### INSTRUCTIONS TO FOLLOW
Render the stretch of the material from the line containing "Could you locate the concrete" through its last line, both included, as a JSON list of strings with one string per line and no blank lines.

### RECORD SET
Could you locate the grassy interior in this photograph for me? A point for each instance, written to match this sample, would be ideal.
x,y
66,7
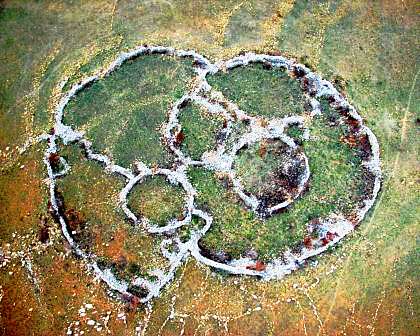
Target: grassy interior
x,y
260,92
372,45
260,164
158,200
335,187
93,194
200,129
122,114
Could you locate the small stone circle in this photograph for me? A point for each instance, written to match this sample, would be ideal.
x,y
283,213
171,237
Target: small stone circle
x,y
332,229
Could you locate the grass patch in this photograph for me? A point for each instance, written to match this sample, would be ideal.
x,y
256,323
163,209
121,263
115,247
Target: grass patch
x,y
200,130
260,92
157,199
335,186
122,114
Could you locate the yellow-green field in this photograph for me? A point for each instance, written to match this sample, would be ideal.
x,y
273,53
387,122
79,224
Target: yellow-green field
x,y
366,285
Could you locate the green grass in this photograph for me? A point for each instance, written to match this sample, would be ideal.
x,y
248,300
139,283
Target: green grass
x,y
335,186
157,199
122,113
200,129
260,92
260,164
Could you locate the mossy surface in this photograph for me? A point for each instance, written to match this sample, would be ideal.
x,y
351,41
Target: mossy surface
x,y
122,114
200,130
335,186
260,92
158,200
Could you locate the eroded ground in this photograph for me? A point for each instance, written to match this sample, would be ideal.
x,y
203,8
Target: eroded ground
x,y
367,50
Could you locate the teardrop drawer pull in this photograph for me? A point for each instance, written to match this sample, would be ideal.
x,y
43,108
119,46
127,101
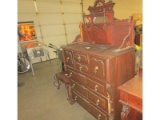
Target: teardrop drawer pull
x,y
96,69
99,117
67,59
97,102
73,85
80,68
96,88
75,98
79,58
70,74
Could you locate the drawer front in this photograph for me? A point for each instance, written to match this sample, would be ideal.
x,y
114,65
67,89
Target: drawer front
x,y
82,68
79,88
68,57
99,115
79,78
98,101
81,58
95,86
97,68
79,99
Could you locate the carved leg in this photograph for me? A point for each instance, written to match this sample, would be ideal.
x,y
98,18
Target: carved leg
x,y
125,112
71,101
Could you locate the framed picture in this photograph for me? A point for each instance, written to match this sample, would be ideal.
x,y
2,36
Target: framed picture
x,y
26,31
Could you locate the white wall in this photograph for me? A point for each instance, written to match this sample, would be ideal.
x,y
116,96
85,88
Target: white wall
x,y
56,21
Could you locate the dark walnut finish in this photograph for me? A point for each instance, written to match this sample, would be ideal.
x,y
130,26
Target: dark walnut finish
x,y
94,78
99,60
131,99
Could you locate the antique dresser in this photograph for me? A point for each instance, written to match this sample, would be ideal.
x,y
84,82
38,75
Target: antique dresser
x,y
99,60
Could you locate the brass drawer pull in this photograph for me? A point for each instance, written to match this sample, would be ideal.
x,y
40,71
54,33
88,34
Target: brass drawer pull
x,y
67,59
75,98
73,85
96,69
99,117
83,87
96,88
80,68
97,102
70,74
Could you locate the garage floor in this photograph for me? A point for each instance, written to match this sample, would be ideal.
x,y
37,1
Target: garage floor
x,y
39,99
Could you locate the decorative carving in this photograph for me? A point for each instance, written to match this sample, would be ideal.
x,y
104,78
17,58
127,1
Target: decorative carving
x,y
125,112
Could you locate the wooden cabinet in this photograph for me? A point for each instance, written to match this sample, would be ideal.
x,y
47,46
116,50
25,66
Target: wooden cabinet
x,y
94,75
131,99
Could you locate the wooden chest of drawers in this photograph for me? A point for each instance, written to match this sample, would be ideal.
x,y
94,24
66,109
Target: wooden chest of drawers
x,y
95,71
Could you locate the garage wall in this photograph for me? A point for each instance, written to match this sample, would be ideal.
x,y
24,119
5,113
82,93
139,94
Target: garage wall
x,y
122,8
56,21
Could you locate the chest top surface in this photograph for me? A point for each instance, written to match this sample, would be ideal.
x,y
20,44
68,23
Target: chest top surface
x,y
96,49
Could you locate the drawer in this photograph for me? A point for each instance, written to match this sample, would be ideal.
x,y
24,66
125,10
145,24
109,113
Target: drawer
x,y
98,101
99,115
79,88
79,78
80,100
68,57
82,68
81,58
97,68
95,86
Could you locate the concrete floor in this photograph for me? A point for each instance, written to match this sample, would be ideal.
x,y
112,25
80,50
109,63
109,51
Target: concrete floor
x,y
39,99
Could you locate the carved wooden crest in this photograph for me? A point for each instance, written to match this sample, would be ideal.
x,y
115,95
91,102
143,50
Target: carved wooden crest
x,y
99,2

### ANSWER TO THIS PROBLEM
[
  "Could you locate the concrete floor in this photograph for me? A point for each instance, written to match this sample, would be ideal.",
  "x,y",
  "112,25",
  "80,50",
  "109,63",
  "109,51",
  "Target: concrete floor",
  "x,y",
  "39,99",
  "Could you locate the carved wooden crest in this photograph for me? A point for each instance, written to match this sample, would be ideal.",
  "x,y",
  "115,95",
  "91,102",
  "143,50",
  "Target: carved wooden crest",
  "x,y",
  "99,2"
]